Source passage start
Thanks for the replies so far. I will be picking up a nuc mid April and I guess if I decide to go ahead I will prepare with another setup. I am finding this almost overwhelming.


----------



## Alto Beek (Jun 26, 2021)

renewbee said:


> Thanks for the replies so far. I will be picking up a nuc mid April and I guess if I decide to go ahead I will prepare with another setup. I am finding this almost overwhelming.


I started last year and had similar feelings. I decided that beekeeping does not have to be rocket science, it's been around for hundreds (if not thousands) of years. I just dived in, read some stuff, watched some stuff bought some stuff and it seemed to work OK. Worrying about every detail will drive you nuts - don't do it. Even if you are not successful (by your own standards) it's not the end of the world, life goes on.

Best of luck, try to enjoy the new hobby.


----------



## Vance G (Jan 6, 2011)

renewbee said:


> I thought I wanted to try my hand at having a hive of honey bees. Now I am not so sure. I only have one hive consisting of 1 deep and 2 medium boxes. From reading this forum I almost feel as though having just one hive is not feasible. Being alone in this endeavor, should I scrap the dream and just buy my honey? I am in SE TN in a very rural location with a few fruit trees and only non intentional wild flowers. Any help or advice is appreciated.


Trees might be your big source of nectar in your area and you may be in a fantastic location. You also need to remember that your bees are not just harvesting the few flowers in you view from the house, but up to three miles in every direction. Two hives or more definately makes life easier but one is certainly OK for a start especially when you have the equipment. Good luck and have fun.


----------



## HarryVanderpool (Apr 11, 2005)

Do you have a local Beekeepers Association?
That can really help when you're getting started.


----------



## GaryA (10 mo ago)

I say: Keep at it! Beekeeping is one of those endeavors that although reading, watching, and discussing with folks helps... nothing beats personal experience. You'll have some troubles, yes, but if you learn from those issues you'll do fine. If it's not too late to get another hive (nuc) and supplies to get another one going, a second hive helps to minimize losses. But it isn't mandatory. And as far as resources are concerned, you'll be amazed at how much pollen and nectar your bees will bring in, even though you might not think there is much out there - they'll do fine.
Source passage end
Entries provided start
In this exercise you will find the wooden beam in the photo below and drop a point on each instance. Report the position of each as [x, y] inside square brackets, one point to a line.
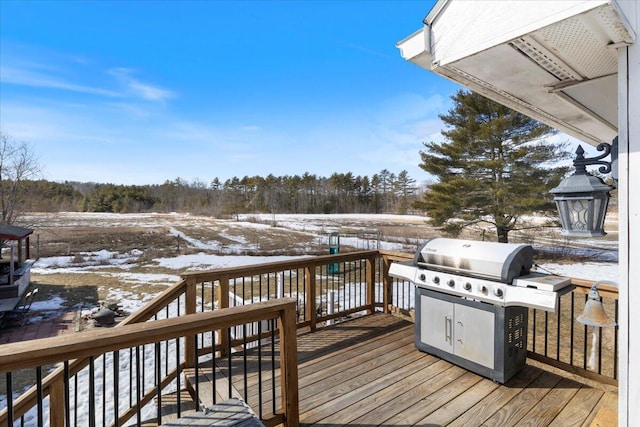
[28, 354]
[310, 302]
[289, 366]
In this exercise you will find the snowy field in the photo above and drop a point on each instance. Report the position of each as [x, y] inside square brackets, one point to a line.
[130, 269]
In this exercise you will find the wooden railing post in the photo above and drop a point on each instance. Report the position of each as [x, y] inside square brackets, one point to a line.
[289, 366]
[371, 283]
[190, 308]
[310, 303]
[223, 302]
[387, 284]
[56, 403]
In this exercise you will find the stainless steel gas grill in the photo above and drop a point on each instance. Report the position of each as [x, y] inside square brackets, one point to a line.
[472, 302]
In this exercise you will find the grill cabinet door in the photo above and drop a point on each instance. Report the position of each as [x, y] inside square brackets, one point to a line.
[474, 335]
[436, 327]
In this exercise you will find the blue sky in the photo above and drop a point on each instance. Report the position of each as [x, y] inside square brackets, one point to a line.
[140, 92]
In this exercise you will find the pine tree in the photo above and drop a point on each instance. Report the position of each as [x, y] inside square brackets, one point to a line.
[493, 166]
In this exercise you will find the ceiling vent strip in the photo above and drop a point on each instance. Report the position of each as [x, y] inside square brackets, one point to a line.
[513, 102]
[541, 56]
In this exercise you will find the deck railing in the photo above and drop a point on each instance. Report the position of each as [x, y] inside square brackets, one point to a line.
[129, 363]
[327, 288]
[556, 338]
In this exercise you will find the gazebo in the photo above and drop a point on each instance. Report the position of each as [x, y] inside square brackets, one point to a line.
[14, 269]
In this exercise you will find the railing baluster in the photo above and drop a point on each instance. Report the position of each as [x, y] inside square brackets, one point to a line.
[75, 400]
[67, 411]
[273, 365]
[92, 396]
[584, 344]
[138, 387]
[259, 371]
[116, 388]
[213, 367]
[615, 343]
[178, 371]
[9, 383]
[535, 328]
[244, 361]
[196, 368]
[229, 355]
[546, 332]
[572, 349]
[558, 312]
[158, 381]
[104, 390]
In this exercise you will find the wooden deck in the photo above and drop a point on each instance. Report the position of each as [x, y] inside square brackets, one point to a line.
[367, 372]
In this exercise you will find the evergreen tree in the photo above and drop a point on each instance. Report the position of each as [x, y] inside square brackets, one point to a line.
[493, 166]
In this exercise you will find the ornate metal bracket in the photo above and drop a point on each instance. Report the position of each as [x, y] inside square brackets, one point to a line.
[581, 163]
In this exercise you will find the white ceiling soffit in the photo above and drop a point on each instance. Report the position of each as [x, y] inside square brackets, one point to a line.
[563, 73]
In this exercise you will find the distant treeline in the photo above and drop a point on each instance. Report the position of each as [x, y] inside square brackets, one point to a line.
[340, 193]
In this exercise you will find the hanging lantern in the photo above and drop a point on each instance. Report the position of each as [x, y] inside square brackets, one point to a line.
[582, 199]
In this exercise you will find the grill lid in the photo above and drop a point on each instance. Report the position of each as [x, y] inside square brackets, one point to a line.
[494, 261]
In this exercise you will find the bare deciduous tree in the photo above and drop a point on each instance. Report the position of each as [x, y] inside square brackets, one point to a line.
[17, 164]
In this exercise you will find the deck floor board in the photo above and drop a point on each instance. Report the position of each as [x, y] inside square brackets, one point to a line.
[367, 372]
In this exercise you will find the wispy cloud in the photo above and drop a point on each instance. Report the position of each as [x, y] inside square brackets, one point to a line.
[138, 88]
[23, 77]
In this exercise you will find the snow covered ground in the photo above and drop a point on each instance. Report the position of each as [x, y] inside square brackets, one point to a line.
[120, 265]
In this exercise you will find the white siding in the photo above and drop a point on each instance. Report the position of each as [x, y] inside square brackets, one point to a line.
[629, 206]
[462, 28]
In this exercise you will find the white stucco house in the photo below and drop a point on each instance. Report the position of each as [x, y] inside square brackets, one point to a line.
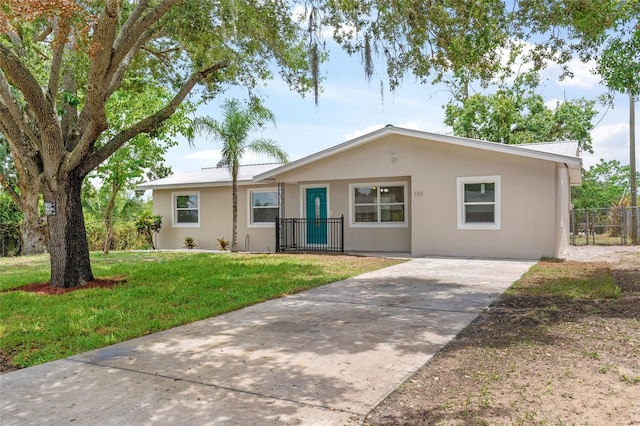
[392, 190]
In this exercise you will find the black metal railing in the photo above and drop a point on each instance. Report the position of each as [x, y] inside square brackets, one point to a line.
[310, 235]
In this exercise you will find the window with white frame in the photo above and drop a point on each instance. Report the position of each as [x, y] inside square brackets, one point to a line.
[263, 207]
[378, 204]
[479, 202]
[186, 209]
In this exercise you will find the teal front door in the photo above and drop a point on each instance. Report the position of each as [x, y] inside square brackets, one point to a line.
[316, 215]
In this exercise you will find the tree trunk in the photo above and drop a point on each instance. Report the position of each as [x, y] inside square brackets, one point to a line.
[234, 196]
[68, 247]
[632, 169]
[33, 231]
[108, 221]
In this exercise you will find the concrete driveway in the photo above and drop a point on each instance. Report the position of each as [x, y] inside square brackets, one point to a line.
[326, 356]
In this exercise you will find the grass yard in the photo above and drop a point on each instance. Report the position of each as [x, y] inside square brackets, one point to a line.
[162, 290]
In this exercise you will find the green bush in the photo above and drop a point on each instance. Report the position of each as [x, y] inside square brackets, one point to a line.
[125, 237]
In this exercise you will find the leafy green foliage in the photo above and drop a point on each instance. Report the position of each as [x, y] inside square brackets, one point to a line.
[233, 131]
[189, 243]
[605, 184]
[148, 225]
[517, 114]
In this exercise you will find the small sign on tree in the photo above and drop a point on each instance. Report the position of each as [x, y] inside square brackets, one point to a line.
[50, 208]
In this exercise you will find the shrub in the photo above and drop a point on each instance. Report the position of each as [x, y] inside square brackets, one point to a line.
[223, 244]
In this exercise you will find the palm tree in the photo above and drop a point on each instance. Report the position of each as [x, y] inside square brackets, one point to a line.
[233, 132]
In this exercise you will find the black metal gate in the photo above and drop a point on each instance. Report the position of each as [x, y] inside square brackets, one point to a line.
[310, 235]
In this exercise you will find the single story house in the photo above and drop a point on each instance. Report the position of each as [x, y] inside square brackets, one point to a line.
[392, 190]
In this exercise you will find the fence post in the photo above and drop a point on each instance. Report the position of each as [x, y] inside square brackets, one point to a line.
[586, 226]
[342, 233]
[277, 234]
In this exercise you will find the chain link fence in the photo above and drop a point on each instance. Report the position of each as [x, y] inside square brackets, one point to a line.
[602, 226]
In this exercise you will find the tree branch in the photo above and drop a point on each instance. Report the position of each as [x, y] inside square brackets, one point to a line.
[9, 189]
[21, 77]
[12, 116]
[59, 44]
[151, 122]
[137, 30]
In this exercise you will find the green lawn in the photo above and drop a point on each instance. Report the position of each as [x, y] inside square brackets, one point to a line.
[162, 290]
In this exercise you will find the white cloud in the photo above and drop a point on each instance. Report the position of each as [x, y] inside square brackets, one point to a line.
[610, 142]
[552, 104]
[364, 131]
[583, 76]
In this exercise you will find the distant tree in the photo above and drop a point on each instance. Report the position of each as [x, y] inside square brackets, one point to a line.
[516, 114]
[23, 188]
[106, 206]
[619, 67]
[10, 221]
[233, 132]
[604, 184]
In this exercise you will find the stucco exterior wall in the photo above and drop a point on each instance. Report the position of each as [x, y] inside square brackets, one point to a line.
[215, 220]
[356, 238]
[528, 197]
[563, 201]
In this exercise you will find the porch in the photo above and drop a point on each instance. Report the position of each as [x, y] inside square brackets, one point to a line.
[318, 235]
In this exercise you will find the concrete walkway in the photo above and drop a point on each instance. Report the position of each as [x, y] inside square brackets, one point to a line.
[326, 356]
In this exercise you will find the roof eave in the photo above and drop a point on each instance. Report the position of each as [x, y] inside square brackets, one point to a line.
[454, 140]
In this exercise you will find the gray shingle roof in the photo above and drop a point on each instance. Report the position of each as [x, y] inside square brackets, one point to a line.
[209, 176]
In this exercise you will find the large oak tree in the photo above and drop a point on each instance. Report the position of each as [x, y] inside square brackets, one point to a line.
[63, 61]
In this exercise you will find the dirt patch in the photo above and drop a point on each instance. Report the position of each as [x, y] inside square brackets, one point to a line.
[45, 288]
[533, 360]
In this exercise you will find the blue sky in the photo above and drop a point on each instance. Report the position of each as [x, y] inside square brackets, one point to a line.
[350, 106]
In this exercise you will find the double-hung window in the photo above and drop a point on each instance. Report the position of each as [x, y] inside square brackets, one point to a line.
[378, 204]
[263, 207]
[479, 202]
[186, 209]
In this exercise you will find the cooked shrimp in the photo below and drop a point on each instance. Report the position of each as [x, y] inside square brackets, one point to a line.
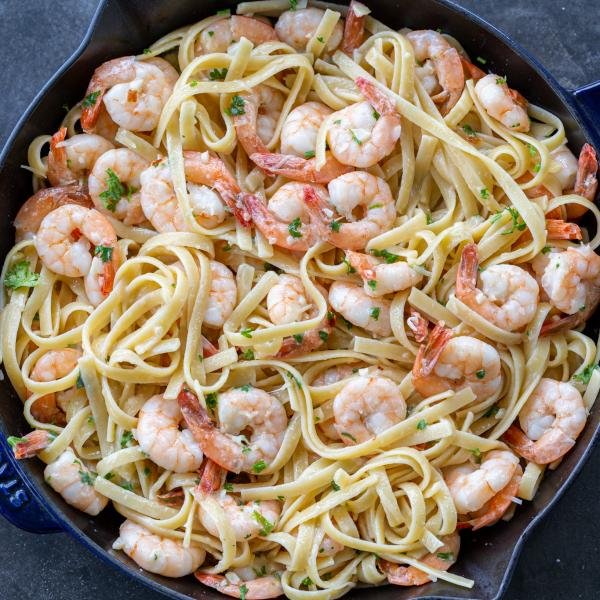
[297, 27]
[299, 131]
[447, 363]
[382, 278]
[222, 296]
[502, 103]
[372, 314]
[32, 213]
[252, 589]
[255, 126]
[365, 201]
[133, 92]
[364, 133]
[219, 36]
[442, 559]
[479, 489]
[114, 185]
[63, 243]
[508, 296]
[551, 420]
[366, 407]
[239, 409]
[70, 161]
[159, 436]
[432, 46]
[164, 556]
[242, 517]
[68, 476]
[53, 365]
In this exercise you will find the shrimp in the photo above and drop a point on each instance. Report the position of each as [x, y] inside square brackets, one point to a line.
[253, 589]
[63, 244]
[300, 129]
[485, 490]
[365, 201]
[219, 36]
[446, 363]
[53, 365]
[239, 409]
[382, 278]
[256, 124]
[297, 27]
[442, 559]
[156, 554]
[502, 103]
[32, 213]
[242, 517]
[551, 420]
[70, 161]
[362, 134]
[222, 296]
[114, 185]
[68, 476]
[159, 436]
[446, 62]
[372, 314]
[508, 297]
[366, 407]
[133, 92]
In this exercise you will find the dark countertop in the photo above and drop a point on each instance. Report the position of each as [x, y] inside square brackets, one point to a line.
[559, 561]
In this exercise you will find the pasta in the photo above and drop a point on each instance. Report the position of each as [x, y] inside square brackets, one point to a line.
[302, 301]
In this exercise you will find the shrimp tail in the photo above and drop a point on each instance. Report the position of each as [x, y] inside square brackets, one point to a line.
[354, 30]
[29, 445]
[382, 104]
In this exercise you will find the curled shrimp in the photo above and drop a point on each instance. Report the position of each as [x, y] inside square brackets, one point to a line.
[363, 200]
[32, 213]
[551, 420]
[222, 34]
[442, 559]
[297, 27]
[71, 160]
[114, 185]
[159, 436]
[132, 91]
[239, 409]
[156, 554]
[68, 476]
[447, 363]
[502, 103]
[362, 134]
[382, 278]
[484, 492]
[251, 589]
[446, 64]
[222, 296]
[508, 296]
[63, 243]
[255, 126]
[53, 365]
[300, 129]
[372, 314]
[366, 407]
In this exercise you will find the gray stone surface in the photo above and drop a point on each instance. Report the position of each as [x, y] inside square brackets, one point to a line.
[559, 560]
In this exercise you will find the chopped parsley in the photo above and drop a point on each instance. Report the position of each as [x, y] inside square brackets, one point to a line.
[294, 228]
[20, 275]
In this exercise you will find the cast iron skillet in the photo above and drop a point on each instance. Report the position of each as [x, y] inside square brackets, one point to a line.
[122, 27]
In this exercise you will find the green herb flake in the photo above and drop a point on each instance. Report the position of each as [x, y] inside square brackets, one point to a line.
[20, 275]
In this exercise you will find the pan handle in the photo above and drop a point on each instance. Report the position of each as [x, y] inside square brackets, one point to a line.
[20, 504]
[587, 100]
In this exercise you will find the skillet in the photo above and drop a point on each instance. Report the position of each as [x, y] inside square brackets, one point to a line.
[122, 27]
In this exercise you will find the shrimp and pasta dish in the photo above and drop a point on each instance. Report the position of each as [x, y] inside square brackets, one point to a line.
[302, 297]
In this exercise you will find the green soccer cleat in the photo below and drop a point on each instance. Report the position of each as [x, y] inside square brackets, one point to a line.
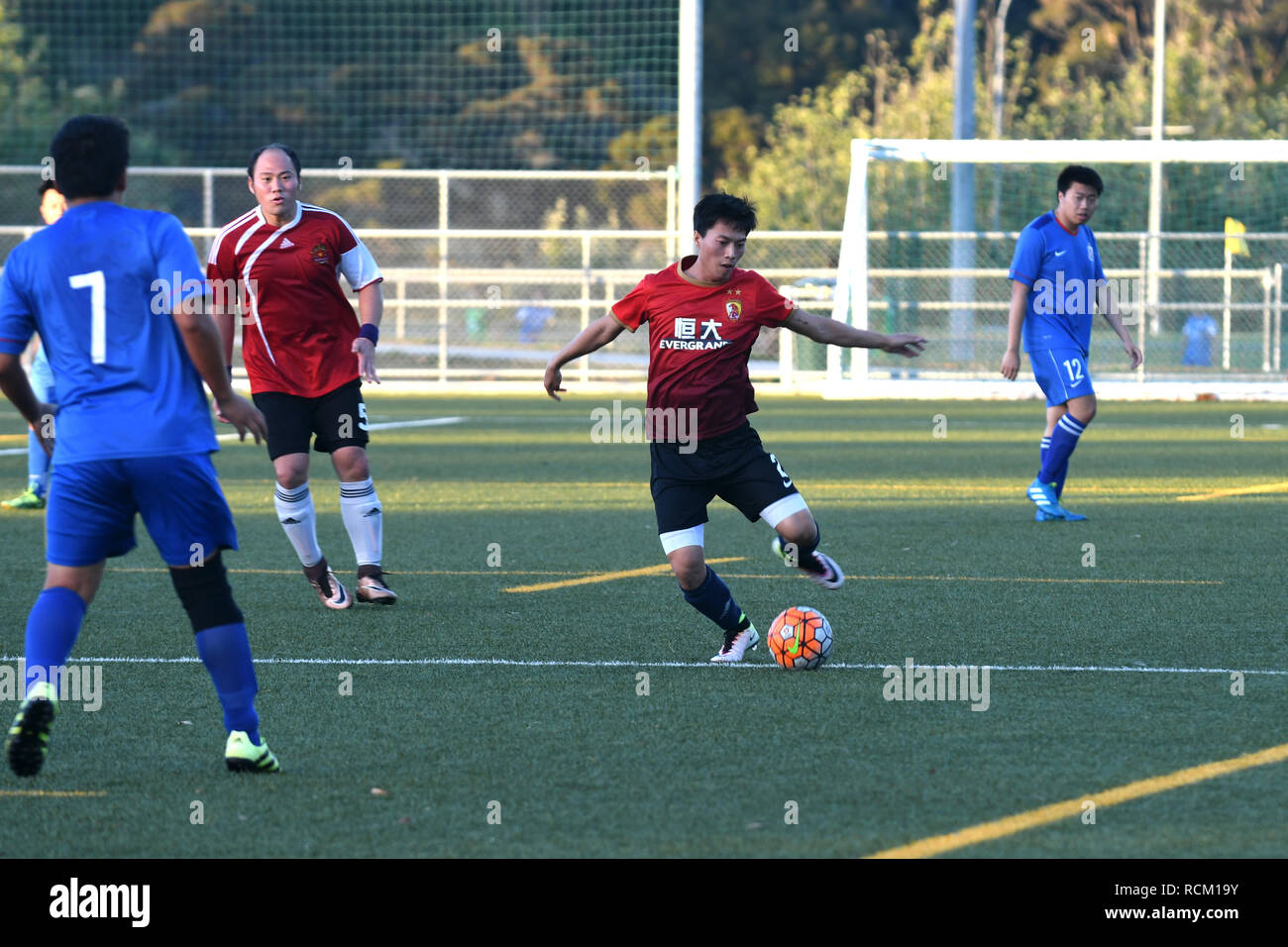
[244, 757]
[27, 744]
[30, 500]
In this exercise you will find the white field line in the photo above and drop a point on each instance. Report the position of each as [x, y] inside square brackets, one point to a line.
[382, 425]
[511, 663]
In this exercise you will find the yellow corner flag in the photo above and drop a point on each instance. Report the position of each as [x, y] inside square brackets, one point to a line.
[1235, 247]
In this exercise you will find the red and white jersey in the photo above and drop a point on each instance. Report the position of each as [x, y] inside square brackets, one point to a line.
[699, 341]
[299, 325]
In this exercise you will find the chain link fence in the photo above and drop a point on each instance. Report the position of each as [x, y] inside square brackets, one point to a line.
[487, 273]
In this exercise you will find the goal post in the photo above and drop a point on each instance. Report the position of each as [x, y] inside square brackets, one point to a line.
[898, 197]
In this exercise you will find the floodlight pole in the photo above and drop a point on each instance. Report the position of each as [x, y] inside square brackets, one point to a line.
[961, 324]
[1155, 171]
[690, 115]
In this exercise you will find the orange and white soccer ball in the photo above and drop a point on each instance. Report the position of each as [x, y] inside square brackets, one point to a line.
[800, 639]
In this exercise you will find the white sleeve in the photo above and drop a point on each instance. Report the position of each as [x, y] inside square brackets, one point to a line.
[360, 266]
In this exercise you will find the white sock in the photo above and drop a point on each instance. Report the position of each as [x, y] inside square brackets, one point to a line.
[360, 506]
[295, 513]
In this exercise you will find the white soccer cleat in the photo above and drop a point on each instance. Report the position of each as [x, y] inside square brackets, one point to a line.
[831, 577]
[330, 590]
[737, 643]
[374, 590]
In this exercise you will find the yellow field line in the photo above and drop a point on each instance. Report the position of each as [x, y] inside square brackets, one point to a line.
[996, 579]
[399, 573]
[1237, 491]
[54, 793]
[609, 577]
[584, 577]
[1000, 828]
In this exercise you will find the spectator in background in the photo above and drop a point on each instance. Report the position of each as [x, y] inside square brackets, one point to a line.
[1197, 335]
[42, 377]
[532, 318]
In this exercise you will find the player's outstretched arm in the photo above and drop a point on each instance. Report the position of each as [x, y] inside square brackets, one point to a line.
[372, 307]
[831, 333]
[1109, 309]
[17, 388]
[591, 338]
[1014, 326]
[201, 338]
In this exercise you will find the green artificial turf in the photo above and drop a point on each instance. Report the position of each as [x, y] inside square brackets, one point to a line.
[439, 753]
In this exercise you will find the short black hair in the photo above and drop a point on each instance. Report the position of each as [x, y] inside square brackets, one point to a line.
[90, 154]
[278, 146]
[1078, 174]
[737, 211]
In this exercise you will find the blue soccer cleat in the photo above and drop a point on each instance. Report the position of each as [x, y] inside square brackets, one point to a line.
[27, 744]
[1048, 506]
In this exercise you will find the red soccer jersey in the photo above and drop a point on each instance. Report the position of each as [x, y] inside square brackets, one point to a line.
[699, 341]
[299, 325]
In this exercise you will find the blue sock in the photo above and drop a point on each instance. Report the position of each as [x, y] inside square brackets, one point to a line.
[38, 466]
[52, 630]
[226, 652]
[713, 599]
[1064, 438]
[1060, 474]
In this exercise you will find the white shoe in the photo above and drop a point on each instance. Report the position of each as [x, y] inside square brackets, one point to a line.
[373, 589]
[831, 578]
[737, 643]
[330, 590]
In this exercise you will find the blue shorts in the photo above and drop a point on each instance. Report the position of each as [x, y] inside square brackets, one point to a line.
[42, 376]
[91, 508]
[1061, 373]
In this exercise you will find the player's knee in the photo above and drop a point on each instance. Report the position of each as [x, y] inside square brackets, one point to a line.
[351, 464]
[691, 571]
[205, 594]
[291, 474]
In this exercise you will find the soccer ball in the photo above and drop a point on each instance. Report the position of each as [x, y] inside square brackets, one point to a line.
[800, 639]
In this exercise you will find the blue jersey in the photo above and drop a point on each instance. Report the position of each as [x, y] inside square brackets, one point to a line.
[1063, 273]
[99, 286]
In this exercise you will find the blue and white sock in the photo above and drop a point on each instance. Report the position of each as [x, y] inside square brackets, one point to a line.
[713, 599]
[1064, 440]
[52, 629]
[226, 652]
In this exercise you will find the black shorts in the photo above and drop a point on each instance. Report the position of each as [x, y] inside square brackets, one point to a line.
[733, 467]
[339, 419]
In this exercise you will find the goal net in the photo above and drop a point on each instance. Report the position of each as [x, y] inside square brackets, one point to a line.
Entries provided end
Written task ▸
Copy the beekeeping thread from "Trees might be" to "local Beekeepers Association?", changing "three miles" to "five miles".

Result for this exercise ▸
Trees might be your big source of nectar in your area and you may be in a fantastic location. You also need to remember that your bees are not just harvesting the few flowers in you view from the house, but up to five miles in every direction. Two hives or more definately makes life easier but one is certainly OK for a start especially when you have the equipment. Good luck and have fun.


----------



## HarryVanderpool (Apr 11, 2005)

Do you have a local Beekeepers Association?